## Document section
Starting point is 00:27:54 They are these brightly coloured blue glazed walls with white lions processing along them, dragons, you know, mysterious creatures, and they are just exquisite. So here's my question. If they're so amazing, why is it that the guardians are worthy of being on the list of wonder, but not the walls?
Starting point is 00:28:08 Yeah, well, the walls do appear in some lists. Really interestingly, you get these slightly sort of alternative lists. So the walls occasionally prop up. Sometimes there's an obelisk that people say was taken from Egypt and also went to Babylon. But the gardens are written about more often than... They're included more often than they're excluded.
Starting point is 00:28:29 I think it's because nature is beautiful. And if you think about it, these were really ambitious gardens. So the planting was very exotic. We're told that there were whole mature trees that came from faraway lands. And I have to just read you this one thing from a stele. So these were these stone inscriptions put into their palaces by King Sennacherib and by Nebuchadnezzar the Great. And you've got to think, basically, why are they doing this? Why are they inventing these incredible gardens? Obviously,
Starting point is 00:29:03 they're luscious and beautiful. We all love being in a beautiful garden. We're told that they were places of diplomacy where you could come and kind of do state affairs. Also, they were pleasure gardens. So there was archery there. There was swimming. There were these kind of pools with people frolicking around. I've learned since I came to the US and Canada
Starting point is 00:29:22 not to call them lilos. I've been talking about lilos and people are like, we have no idea what you're talking about. I don't know what you're talking about. So lilos basically are my 70s childhood. They're kind of inflatable mattresses. What would you call them in a swimming pool? Yeah, like inflatables.

## What you should do
Please print the stretch of the Babylon gardens transcript from "Starting point is 00:27:54" through "not the walls?", word for word.

## Data excerpt
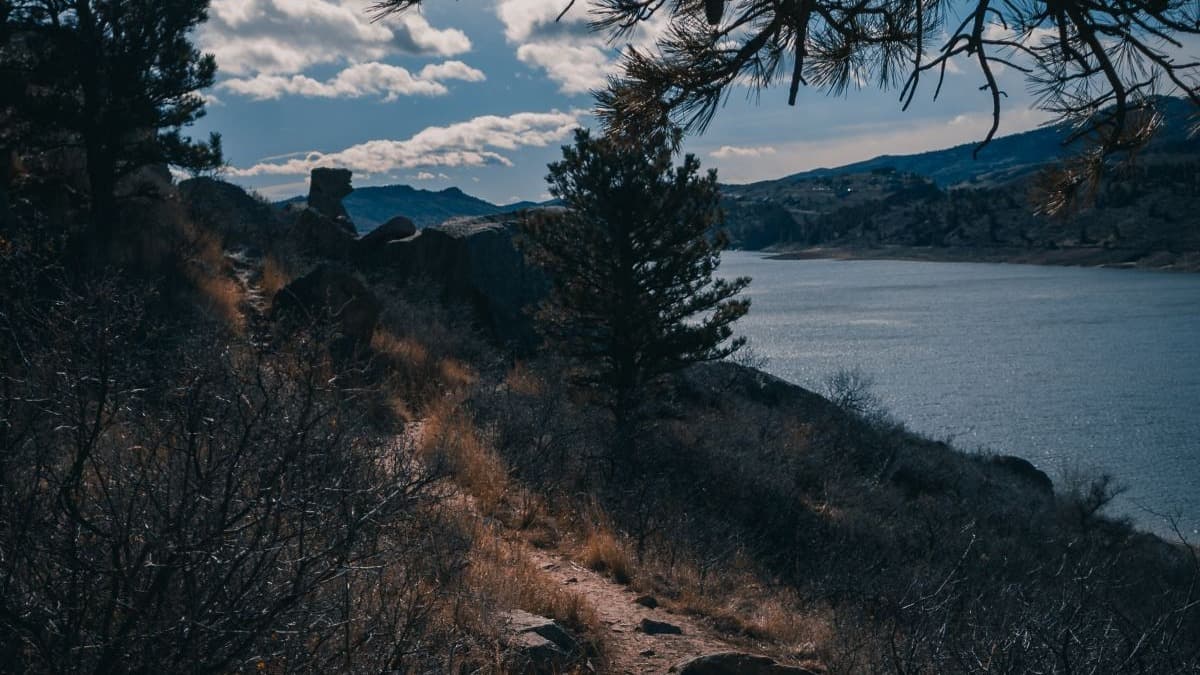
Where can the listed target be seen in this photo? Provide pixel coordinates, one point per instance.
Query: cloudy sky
(483, 94)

## Response
Starting point is 00:27:54 They are these brightly coloured blue glazed walls with white lions processing along them, dragons, you know, mysterious creatures, and they are just exquisite. So here's my question. If they're so amazing, why is it that the guardians are worthy of being on the list of wonder, but not the walls?